YOUR INSTRUCTIONS.
Copy every entry below exactly as it appears, leaving out the images.

PROVIDED INFORMATION.
>>>
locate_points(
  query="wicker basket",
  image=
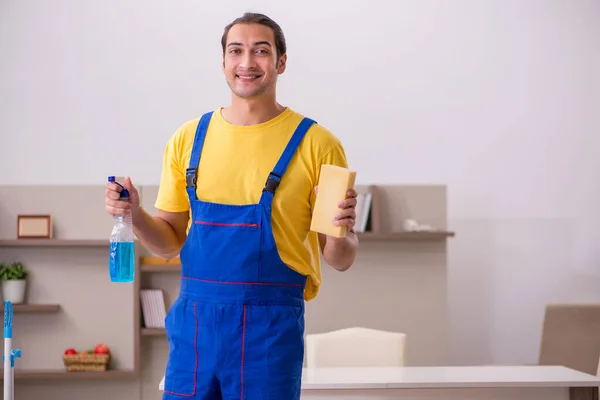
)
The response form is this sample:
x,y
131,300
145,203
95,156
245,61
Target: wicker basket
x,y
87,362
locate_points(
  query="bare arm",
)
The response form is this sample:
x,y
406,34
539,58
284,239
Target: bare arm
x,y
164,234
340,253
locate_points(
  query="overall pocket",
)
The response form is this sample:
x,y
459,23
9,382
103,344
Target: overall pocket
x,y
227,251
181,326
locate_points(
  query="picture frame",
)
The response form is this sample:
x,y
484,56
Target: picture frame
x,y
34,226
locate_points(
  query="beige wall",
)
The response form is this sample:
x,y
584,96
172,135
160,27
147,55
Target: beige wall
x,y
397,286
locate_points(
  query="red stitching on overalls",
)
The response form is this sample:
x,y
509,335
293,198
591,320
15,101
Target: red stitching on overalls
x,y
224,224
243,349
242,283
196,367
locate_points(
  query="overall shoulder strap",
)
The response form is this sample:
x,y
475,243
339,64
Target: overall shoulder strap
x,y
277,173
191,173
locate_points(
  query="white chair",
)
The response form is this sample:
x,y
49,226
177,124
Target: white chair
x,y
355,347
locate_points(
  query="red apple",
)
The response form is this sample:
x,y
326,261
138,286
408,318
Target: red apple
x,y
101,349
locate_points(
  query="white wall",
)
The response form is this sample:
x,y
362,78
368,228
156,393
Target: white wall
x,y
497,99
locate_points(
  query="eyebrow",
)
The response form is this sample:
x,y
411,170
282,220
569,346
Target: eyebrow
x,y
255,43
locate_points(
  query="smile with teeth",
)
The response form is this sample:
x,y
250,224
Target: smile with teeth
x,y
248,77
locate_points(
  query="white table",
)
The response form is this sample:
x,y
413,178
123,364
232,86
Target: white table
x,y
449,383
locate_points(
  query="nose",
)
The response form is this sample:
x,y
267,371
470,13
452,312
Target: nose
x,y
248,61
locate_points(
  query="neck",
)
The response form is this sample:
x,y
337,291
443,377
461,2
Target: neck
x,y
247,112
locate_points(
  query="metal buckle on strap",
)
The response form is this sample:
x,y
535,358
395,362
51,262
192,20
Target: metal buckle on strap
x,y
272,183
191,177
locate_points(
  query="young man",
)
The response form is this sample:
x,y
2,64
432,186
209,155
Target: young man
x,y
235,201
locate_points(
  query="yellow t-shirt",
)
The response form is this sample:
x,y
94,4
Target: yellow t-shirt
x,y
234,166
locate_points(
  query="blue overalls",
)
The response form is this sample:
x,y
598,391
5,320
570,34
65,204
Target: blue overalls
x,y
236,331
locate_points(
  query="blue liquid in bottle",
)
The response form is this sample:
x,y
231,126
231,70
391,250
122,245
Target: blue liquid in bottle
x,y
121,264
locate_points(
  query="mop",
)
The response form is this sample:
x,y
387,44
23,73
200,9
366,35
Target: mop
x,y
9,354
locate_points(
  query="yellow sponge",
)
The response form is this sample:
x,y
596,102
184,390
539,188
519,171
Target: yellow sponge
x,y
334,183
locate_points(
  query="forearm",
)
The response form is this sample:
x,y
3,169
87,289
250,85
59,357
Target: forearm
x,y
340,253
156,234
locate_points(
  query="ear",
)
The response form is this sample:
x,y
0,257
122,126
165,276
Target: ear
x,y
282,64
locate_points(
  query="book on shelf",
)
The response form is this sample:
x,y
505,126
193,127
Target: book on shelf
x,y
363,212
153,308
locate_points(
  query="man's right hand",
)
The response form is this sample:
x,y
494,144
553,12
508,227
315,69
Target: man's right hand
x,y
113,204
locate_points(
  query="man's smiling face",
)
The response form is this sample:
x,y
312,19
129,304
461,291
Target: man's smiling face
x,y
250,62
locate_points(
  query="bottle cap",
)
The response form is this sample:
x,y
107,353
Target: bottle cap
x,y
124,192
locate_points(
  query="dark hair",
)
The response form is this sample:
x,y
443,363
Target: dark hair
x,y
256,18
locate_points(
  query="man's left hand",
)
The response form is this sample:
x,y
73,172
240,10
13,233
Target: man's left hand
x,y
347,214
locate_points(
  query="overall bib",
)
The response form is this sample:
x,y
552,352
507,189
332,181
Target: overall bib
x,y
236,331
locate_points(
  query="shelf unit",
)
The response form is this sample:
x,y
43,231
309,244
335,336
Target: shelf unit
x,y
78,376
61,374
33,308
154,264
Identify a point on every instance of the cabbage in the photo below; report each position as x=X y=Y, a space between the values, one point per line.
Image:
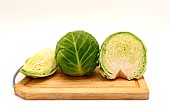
<<<
RESPONSE.
locate_points(
  query="wicker basket",
  image=
)
The response form is this sample:
x,y
131,300
145,203
95,156
245,61
Target: wicker basket
x,y
87,362
locate_points(
  query="bare arm",
)
The response form is this sample:
x,y
406,34
539,58
284,239
Target: bare arm
x,y
164,234
340,253
locate_points(
  query="overall pocket",
)
The response form is this sample:
x,y
459,23
9,382
103,344
Target: overall pocket
x,y
227,251
181,326
locate_points(
  query="picture frame",
)
The response form is this sample:
x,y
484,56
Target: picture frame
x,y
34,226
locate_points(
  query="beige wall",
)
The response form is this sample:
x,y
584,96
172,135
160,27
147,55
Target: beige wall
x,y
397,286
locate_points(
  query="red stitching on overalls",
)
The response form is this sample:
x,y
509,335
293,198
591,320
15,101
Target: red stitching on overalls
x,y
224,224
243,349
242,283
196,367
locate_points(
  query="overall shoulder strap",
)
The response form is this sample:
x,y
475,243
339,64
Target: overall shoulder strap
x,y
277,173
191,173
locate_points(
  query="white chair",
)
The response form is this sample:
x,y
49,226
177,124
Target: white chair
x,y
355,347
locate_points(
  query="red apple",
)
The response form is this sample:
x,y
326,261
138,286
408,318
Target: red apple
x,y
101,349
locate_points(
  query="white wall",
)
The response form is this sample:
x,y
362,78
368,228
156,393
Target: white wall
x,y
497,99
locate_points(
  query="eyebrow",
)
The response form is this sample:
x,y
411,170
282,220
569,346
Target: eyebrow
x,y
255,43
locate_points(
  query="smile with teeth",
)
The response form is this sample:
x,y
250,224
Target: smile with teeth
x,y
248,77
locate_points(
  query="white table",
)
The response form is this sample:
x,y
413,178
123,364
232,86
Target: white table
x,y
449,383
locate_points(
  query="nose",
)
The response form is this sample:
x,y
267,371
470,13
452,312
Target: nose
x,y
248,61
locate_points(
  query="neck",
)
The response form is this sample:
x,y
337,291
443,377
461,2
Target: neck
x,y
247,112
locate_points(
  query="metal buckle on strap",
)
The response form is this sample:
x,y
535,358
395,362
51,262
192,20
Target: metal buckle on strap
x,y
272,183
191,177
locate_points(
  query="young man",
)
The response form is this sample:
x,y
2,64
432,186
209,155
Target: young man
x,y
235,201
locate_points(
  query="yellow t-shirt",
)
The response form is this sample:
x,y
94,4
Target: yellow t-shirt
x,y
234,166
locate_points(
  query="blue overalls",
)
The response form is this sample:
x,y
598,391
5,320
570,34
65,204
Target: blue overalls
x,y
236,331
locate_points(
  query="blue liquid in bottle",
)
The response form is this sample:
x,y
231,126
231,70
391,250
122,245
Target: blue liquid in bottle
x,y
121,264
locate_points(
  query="mop",
)
The response form is this sample:
x,y
387,44
23,73
200,9
366,35
Target: mop
x,y
9,354
locate_points(
  query="yellow sponge",
)
The response form is this sample:
x,y
596,102
184,390
539,188
519,171
Target: yellow sponge
x,y
334,183
locate_points(
  query="forearm",
)
The response form is this sample:
x,y
3,169
87,289
250,85
59,357
Target: forearm
x,y
340,253
156,234
locate_points(
  query="ear",
)
The response form is this sample:
x,y
0,257
122,126
165,276
Target: ear
x,y
282,64
locate_points(
  query="book on shelf",
)
The response form is this sample:
x,y
505,126
193,127
Target: book on shelf
x,y
363,212
153,308
locate_points(
  query="man's right hand",
)
The response form is this sample:
x,y
494,144
553,12
508,227
315,69
Target: man's right hand
x,y
113,204
locate_points(
  query="man's smiling face",
)
The response form is this sample:
x,y
312,19
129,304
461,291
Target: man's smiling face
x,y
250,62
locate_points(
  query="bottle cap",
)
The response form is this sample:
x,y
107,353
Target: bottle cap
x,y
124,192
locate_points(
  query="dark hair",
)
The response form is this sample:
x,y
443,363
Target: dark hair
x,y
256,18
locate_points(
  query="man's left hand",
)
The response form is this sample:
x,y
73,172
240,10
13,233
Target: man's left hand
x,y
347,214
locate_points(
  query="overall bib",
)
The response form is this sample:
x,y
552,352
507,189
332,181
Target: overall bib
x,y
236,331
locate_points(
  query="shelf unit",
)
The response form is this sample:
x,y
43,231
309,244
335,336
Target: shelf unit
x,y
78,376
61,374
33,308
154,264
Identify a point on every instance of the cabbage in the photo below; report each position as x=X y=Y, a space between the values, one point per line.
Image:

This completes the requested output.